▸ Goal of the exercise
Return every record in full. Match each one exactly.
(Information provided Opens)
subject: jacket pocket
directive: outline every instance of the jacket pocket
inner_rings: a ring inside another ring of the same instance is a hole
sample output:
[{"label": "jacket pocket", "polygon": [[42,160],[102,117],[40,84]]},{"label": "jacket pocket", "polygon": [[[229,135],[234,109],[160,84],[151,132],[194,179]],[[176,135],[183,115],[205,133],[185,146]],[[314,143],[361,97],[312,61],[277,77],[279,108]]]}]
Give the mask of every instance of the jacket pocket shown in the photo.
(Information provided Closes)
▸ Result of the exercise
subject: jacket pocket
directive: outline every instance of the jacket pocket
inner_rings: a ring inside another ring of the same instance is a hole
sample output:
[{"label": "jacket pocket", "polygon": [[42,160],[102,117],[40,84]]},{"label": "jacket pocket", "polygon": [[[229,135],[234,109],[160,84],[151,132],[194,179]],[[176,135],[183,115],[205,133],[185,146]],[[314,143],[361,97],[312,61],[277,77],[279,108]]]}]
Give the mask of every instance of the jacket pocket shown in the photo.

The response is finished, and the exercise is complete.